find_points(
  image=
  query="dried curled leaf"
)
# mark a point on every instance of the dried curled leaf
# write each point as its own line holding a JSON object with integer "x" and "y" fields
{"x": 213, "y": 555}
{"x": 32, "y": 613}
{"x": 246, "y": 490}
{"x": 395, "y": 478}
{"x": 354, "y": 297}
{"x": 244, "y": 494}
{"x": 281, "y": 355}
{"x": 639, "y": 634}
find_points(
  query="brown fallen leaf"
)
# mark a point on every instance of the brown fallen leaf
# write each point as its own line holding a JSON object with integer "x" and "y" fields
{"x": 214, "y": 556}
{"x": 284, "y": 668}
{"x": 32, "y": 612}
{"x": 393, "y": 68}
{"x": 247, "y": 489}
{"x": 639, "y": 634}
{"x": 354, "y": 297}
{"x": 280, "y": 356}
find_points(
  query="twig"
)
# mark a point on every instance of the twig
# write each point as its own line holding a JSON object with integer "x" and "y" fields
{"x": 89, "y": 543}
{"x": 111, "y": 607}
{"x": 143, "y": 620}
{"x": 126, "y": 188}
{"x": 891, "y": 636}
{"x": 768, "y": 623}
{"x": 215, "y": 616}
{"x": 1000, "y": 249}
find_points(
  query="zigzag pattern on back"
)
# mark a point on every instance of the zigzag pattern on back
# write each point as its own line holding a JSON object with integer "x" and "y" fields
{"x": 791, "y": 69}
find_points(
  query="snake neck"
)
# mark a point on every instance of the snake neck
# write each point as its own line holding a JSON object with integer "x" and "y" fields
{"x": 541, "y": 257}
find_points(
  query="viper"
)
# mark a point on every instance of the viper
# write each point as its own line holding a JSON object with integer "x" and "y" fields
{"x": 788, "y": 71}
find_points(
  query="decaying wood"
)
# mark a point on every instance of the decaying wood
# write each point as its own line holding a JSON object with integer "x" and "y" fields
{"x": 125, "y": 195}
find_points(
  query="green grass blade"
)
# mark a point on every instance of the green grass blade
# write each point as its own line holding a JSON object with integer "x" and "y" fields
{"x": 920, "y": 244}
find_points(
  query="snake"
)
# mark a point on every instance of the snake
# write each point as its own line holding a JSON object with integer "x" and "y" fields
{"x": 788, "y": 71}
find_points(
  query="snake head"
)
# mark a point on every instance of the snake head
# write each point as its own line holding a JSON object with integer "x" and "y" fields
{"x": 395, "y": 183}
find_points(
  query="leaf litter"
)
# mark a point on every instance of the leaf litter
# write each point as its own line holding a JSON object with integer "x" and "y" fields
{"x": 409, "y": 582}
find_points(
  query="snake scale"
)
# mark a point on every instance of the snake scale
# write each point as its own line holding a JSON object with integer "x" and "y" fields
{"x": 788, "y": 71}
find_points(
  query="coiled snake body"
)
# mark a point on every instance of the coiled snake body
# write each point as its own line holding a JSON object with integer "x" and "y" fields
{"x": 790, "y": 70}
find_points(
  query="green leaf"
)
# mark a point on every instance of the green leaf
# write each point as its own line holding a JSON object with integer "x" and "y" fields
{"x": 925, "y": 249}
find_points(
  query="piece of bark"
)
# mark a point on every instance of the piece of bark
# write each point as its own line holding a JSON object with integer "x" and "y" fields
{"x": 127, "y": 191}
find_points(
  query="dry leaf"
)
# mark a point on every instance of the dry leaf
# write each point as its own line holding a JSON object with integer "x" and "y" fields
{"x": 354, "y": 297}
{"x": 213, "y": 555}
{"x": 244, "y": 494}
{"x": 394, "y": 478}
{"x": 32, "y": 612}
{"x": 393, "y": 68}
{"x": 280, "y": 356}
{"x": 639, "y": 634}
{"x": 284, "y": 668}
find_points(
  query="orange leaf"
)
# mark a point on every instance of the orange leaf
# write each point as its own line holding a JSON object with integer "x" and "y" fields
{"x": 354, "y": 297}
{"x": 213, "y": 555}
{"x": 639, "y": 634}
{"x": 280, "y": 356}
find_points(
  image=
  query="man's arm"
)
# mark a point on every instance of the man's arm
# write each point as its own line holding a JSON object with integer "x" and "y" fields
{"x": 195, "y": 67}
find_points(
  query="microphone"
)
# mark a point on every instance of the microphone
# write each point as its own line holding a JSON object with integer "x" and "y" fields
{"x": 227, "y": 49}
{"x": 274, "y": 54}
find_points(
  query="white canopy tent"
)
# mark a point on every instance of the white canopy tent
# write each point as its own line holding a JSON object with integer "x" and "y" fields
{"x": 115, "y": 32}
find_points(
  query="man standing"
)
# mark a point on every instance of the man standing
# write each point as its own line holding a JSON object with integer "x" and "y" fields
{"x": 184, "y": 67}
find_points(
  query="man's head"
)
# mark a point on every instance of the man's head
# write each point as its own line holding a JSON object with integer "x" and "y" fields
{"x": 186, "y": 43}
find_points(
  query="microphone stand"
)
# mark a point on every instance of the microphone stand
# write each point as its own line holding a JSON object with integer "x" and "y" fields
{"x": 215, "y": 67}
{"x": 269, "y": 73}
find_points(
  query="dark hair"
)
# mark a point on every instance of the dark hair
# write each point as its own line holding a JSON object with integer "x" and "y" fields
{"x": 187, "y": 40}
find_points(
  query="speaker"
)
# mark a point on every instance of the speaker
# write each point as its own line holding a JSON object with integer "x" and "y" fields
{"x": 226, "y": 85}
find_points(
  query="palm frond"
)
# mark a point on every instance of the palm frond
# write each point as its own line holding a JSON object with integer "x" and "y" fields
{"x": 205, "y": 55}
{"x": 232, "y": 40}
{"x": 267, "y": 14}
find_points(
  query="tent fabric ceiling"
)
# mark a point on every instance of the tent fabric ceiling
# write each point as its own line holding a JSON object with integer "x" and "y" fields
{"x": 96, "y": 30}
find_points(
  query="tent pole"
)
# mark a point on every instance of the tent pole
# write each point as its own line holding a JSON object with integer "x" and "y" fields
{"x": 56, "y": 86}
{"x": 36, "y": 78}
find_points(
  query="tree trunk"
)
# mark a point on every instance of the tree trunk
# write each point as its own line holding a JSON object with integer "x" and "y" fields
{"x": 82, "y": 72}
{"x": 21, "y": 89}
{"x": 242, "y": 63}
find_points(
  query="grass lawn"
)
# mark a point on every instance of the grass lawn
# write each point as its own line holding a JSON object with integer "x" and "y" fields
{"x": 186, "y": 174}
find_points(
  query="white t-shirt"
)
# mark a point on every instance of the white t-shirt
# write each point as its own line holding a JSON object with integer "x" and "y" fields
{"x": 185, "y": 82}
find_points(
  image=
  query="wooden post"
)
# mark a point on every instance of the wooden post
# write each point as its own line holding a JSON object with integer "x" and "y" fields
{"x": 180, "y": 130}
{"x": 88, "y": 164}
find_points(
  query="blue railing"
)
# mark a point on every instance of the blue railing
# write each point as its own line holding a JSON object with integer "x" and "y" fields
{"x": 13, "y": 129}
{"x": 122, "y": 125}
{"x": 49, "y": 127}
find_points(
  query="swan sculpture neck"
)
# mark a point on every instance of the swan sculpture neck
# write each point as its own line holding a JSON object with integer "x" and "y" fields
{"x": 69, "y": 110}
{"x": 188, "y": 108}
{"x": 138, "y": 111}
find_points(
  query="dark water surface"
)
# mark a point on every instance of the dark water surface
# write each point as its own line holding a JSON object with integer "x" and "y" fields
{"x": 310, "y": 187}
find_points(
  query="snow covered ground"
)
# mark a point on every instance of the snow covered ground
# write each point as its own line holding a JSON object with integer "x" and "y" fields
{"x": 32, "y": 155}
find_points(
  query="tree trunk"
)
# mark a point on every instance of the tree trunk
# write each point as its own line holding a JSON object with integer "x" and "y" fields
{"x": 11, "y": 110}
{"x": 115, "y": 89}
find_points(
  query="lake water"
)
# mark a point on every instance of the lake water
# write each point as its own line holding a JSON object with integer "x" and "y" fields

********

Problem statement:
Where a line of the records above holds the word "white", count it; give the total as a single number and nothing else.

Answer box:
4